Exercise description: The answer is every line of the records that holds the word "green", copied in full.

(Extracted records)
▬▬▬▬▬▬

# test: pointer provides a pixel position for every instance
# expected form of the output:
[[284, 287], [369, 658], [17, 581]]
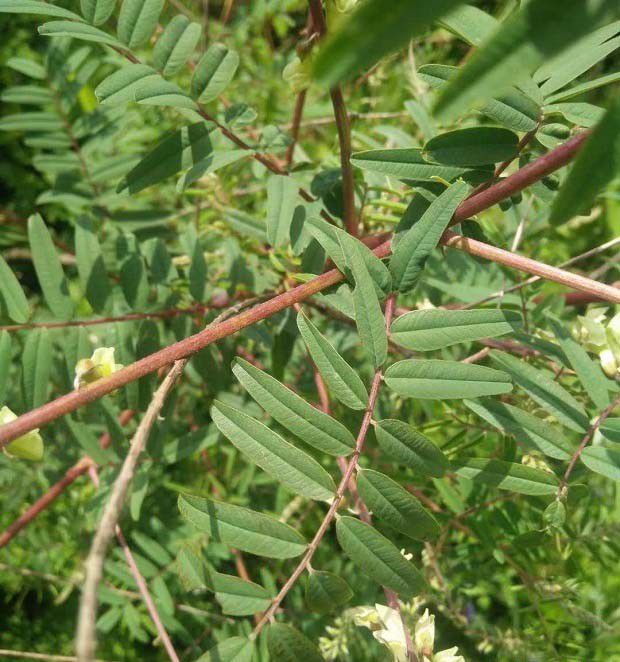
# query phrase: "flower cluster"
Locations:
[[601, 336], [100, 364], [387, 627]]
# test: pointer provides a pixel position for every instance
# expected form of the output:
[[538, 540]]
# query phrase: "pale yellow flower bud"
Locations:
[[26, 447], [101, 364]]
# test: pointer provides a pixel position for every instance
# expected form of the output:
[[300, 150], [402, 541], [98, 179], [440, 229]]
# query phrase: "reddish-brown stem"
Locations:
[[585, 441], [71, 401], [524, 177], [298, 111], [71, 475], [338, 497]]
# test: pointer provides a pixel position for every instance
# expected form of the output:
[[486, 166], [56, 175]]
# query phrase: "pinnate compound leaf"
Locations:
[[413, 249], [213, 73], [507, 476], [37, 8], [49, 270], [597, 164], [36, 366], [378, 558], [137, 21], [473, 146], [547, 393], [517, 47], [372, 32], [235, 649], [531, 431], [341, 379], [286, 644], [97, 11], [393, 505], [604, 461], [427, 330], [368, 314], [120, 87], [77, 30], [326, 591], [175, 45], [281, 203], [436, 379], [408, 163], [11, 291], [405, 445], [286, 463], [242, 528], [294, 413], [179, 151], [590, 374]]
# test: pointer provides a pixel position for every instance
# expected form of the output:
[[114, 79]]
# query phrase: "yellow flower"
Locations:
[[100, 364], [27, 447]]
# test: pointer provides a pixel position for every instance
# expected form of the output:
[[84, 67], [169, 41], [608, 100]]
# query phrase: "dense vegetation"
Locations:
[[338, 198]]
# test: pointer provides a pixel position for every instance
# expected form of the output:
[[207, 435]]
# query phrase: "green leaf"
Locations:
[[13, 295], [31, 122], [514, 109], [413, 249], [507, 476], [436, 379], [405, 164], [286, 463], [120, 87], [393, 505], [604, 461], [175, 45], [341, 379], [36, 367], [91, 267], [5, 363], [235, 649], [155, 91], [590, 374], [286, 644], [597, 164], [27, 94], [332, 239], [242, 528], [378, 558], [81, 31], [294, 413], [281, 203], [368, 314], [326, 591], [237, 596], [517, 47], [405, 445], [137, 21], [372, 32], [35, 7], [49, 270], [97, 11], [473, 146], [531, 431], [213, 73], [547, 393], [427, 330], [179, 151]]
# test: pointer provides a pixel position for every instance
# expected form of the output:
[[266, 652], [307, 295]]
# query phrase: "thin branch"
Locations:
[[338, 497], [71, 475], [585, 441], [86, 637], [60, 406]]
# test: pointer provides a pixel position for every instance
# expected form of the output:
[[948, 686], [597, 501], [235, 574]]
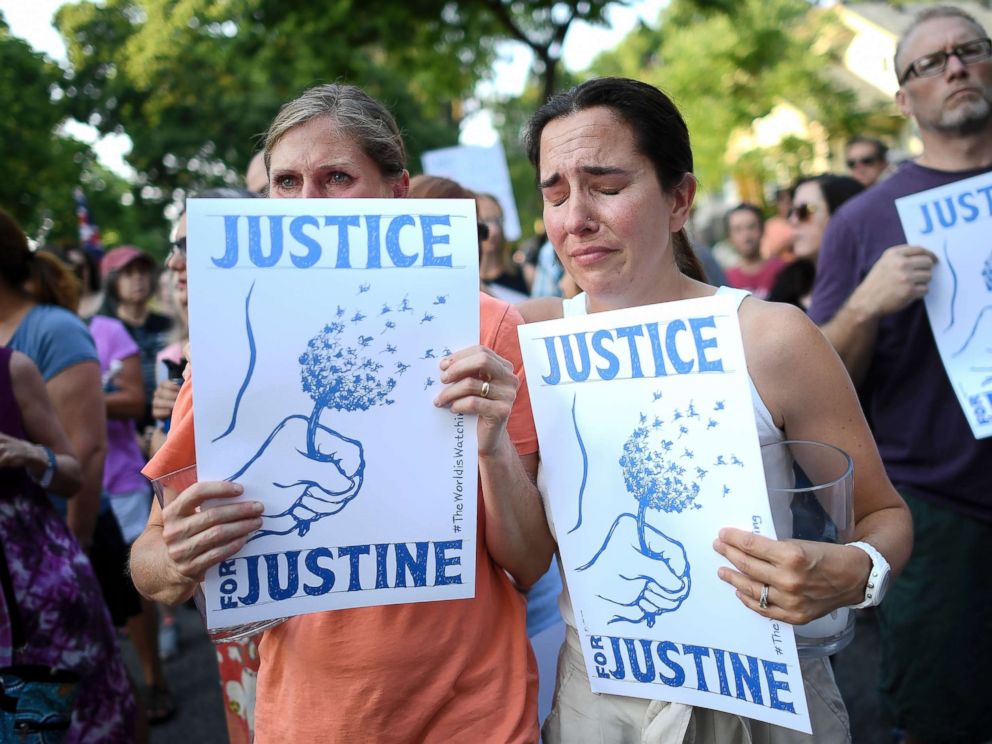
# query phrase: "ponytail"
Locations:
[[51, 282], [685, 257]]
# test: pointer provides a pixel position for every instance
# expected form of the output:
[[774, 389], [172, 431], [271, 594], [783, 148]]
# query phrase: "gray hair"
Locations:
[[355, 113], [929, 14]]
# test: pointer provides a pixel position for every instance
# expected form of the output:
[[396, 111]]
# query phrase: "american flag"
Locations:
[[89, 233]]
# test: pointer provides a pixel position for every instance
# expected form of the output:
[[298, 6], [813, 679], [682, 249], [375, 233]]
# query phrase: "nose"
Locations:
[[310, 189], [176, 261], [580, 219]]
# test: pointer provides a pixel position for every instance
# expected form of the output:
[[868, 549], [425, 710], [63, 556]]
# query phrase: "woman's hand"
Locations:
[[479, 381], [196, 539], [806, 580], [19, 453], [164, 399]]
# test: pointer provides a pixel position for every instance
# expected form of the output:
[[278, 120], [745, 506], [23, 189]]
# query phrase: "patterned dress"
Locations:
[[52, 615]]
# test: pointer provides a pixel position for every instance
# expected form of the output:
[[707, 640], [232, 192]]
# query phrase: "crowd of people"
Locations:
[[96, 399]]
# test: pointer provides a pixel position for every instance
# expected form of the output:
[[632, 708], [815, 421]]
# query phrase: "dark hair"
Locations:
[[42, 276], [881, 149], [835, 189], [793, 282], [660, 135], [744, 207]]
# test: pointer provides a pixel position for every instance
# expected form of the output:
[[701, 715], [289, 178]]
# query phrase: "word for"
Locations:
[[702, 668], [246, 580], [304, 240], [949, 210], [679, 347]]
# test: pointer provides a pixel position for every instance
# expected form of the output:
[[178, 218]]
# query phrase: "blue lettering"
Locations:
[[647, 674], [554, 376], [313, 247], [416, 566], [255, 253], [230, 257], [629, 333], [612, 367], [680, 365], [251, 568], [721, 671], [354, 553], [774, 685], [326, 575], [746, 677], [381, 579], [579, 375], [427, 223], [276, 591], [678, 673], [969, 212], [375, 253], [697, 325], [659, 356], [927, 222], [397, 256], [343, 223], [697, 653], [951, 218], [619, 672], [442, 561]]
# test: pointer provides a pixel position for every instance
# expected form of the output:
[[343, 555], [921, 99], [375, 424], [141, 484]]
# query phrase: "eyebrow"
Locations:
[[592, 170]]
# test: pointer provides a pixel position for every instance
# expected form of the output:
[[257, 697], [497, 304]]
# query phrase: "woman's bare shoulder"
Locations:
[[540, 308]]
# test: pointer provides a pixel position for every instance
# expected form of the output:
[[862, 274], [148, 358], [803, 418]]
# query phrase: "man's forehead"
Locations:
[[937, 33]]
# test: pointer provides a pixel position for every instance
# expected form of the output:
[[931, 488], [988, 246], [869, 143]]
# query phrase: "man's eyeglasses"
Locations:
[[933, 64], [866, 160], [802, 212]]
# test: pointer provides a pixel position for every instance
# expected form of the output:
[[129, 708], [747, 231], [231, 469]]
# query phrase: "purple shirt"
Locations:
[[922, 434], [122, 471]]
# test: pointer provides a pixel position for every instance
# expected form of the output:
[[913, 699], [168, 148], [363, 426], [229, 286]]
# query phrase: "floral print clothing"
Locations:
[[52, 602]]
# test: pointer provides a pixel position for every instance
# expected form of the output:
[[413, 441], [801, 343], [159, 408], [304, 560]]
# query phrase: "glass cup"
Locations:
[[166, 488], [810, 490]]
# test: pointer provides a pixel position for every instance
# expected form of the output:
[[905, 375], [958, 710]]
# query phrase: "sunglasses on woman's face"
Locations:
[[867, 160], [802, 212]]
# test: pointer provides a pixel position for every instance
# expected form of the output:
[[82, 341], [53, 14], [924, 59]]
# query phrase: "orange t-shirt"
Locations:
[[452, 671]]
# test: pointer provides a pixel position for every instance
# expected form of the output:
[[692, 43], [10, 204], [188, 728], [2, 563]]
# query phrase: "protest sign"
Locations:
[[649, 447], [316, 329], [955, 222], [480, 169]]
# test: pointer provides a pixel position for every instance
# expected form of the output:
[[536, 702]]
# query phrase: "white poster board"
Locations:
[[649, 447], [955, 222], [316, 328], [480, 169]]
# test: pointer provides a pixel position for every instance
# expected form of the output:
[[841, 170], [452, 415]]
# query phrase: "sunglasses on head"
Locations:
[[866, 160], [802, 212]]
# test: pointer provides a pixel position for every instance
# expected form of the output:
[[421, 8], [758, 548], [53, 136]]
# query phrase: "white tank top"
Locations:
[[767, 434]]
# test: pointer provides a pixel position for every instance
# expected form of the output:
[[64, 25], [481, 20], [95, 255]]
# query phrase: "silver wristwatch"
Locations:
[[878, 578]]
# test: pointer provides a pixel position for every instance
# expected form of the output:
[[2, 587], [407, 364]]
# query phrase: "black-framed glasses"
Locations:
[[935, 63], [866, 160], [803, 212]]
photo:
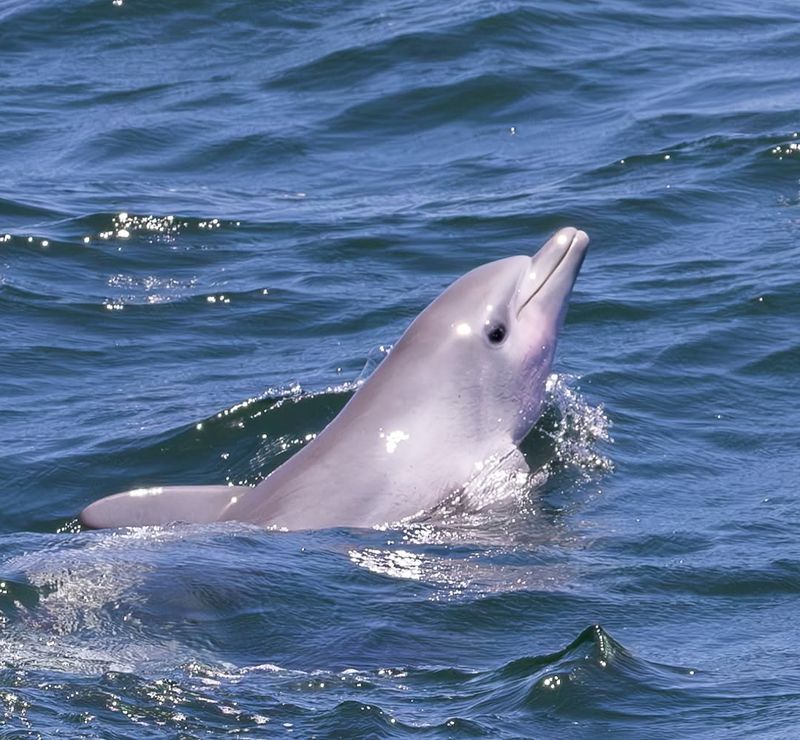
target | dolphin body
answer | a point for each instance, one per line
(464, 385)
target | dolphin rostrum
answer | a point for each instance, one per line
(463, 385)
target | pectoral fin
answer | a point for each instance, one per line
(161, 505)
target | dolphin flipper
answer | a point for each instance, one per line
(161, 505)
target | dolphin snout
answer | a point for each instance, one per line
(570, 237)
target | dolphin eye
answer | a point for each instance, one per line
(496, 333)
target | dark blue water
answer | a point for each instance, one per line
(213, 214)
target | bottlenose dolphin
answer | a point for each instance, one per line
(463, 386)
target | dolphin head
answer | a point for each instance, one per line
(495, 329)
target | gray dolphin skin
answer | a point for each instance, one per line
(463, 385)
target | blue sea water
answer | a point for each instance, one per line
(214, 213)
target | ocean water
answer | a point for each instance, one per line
(213, 215)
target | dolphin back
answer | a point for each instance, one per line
(161, 505)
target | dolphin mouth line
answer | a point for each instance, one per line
(549, 274)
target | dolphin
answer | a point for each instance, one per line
(462, 387)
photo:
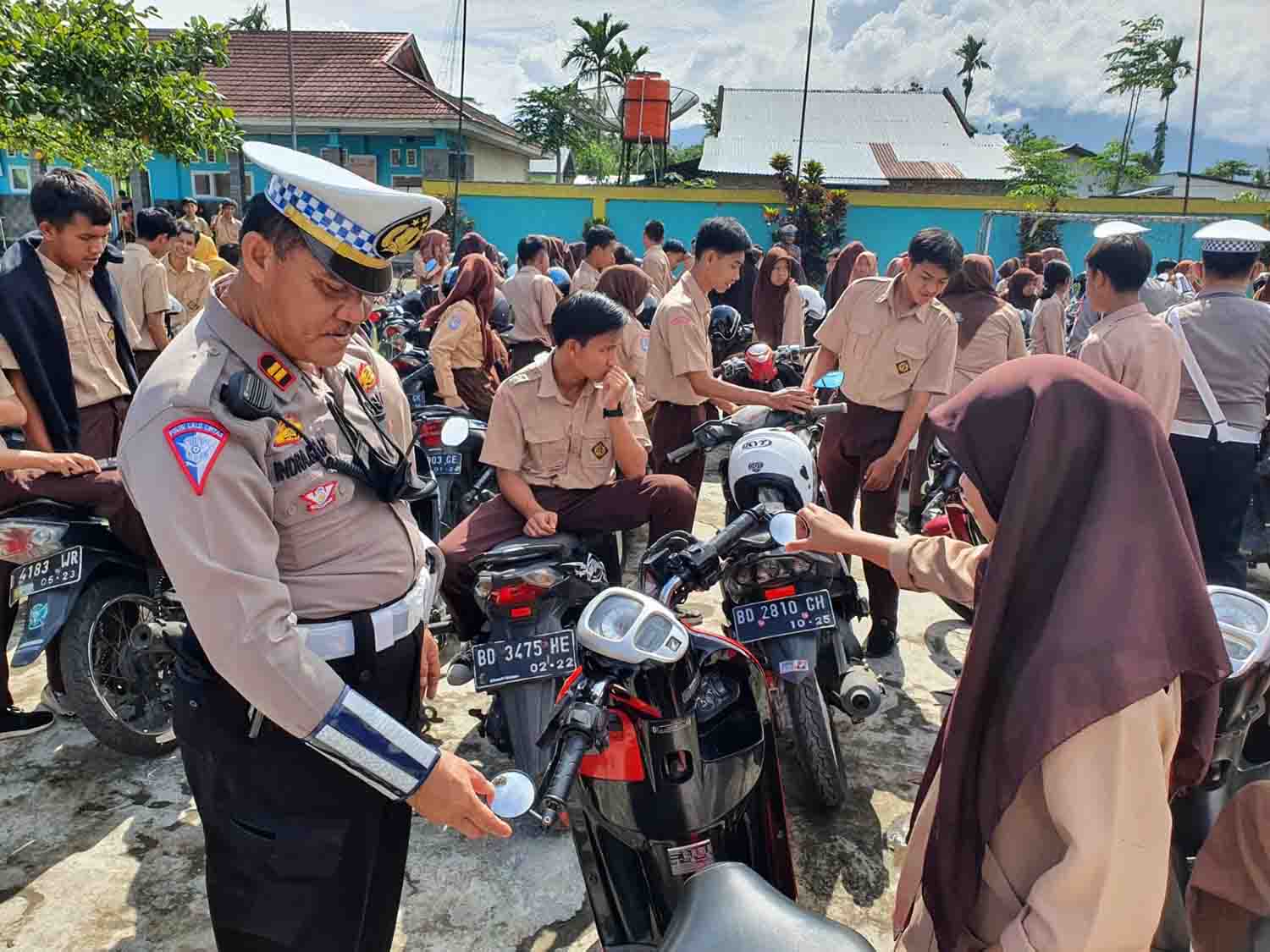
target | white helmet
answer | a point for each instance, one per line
(776, 459)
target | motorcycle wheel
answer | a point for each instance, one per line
(815, 740)
(121, 692)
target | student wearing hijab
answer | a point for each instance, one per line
(777, 305)
(1049, 316)
(1043, 820)
(464, 347)
(988, 333)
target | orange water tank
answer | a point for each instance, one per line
(647, 108)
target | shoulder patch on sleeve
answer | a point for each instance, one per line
(196, 442)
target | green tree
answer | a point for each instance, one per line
(972, 61)
(80, 80)
(591, 52)
(548, 116)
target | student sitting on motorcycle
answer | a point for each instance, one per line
(1091, 685)
(555, 432)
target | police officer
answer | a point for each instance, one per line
(266, 454)
(1224, 339)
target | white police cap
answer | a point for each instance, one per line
(351, 225)
(1232, 236)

▬▬▬▬▬▬

Exercise result:
# query phrase: "green leaf"
target | green tree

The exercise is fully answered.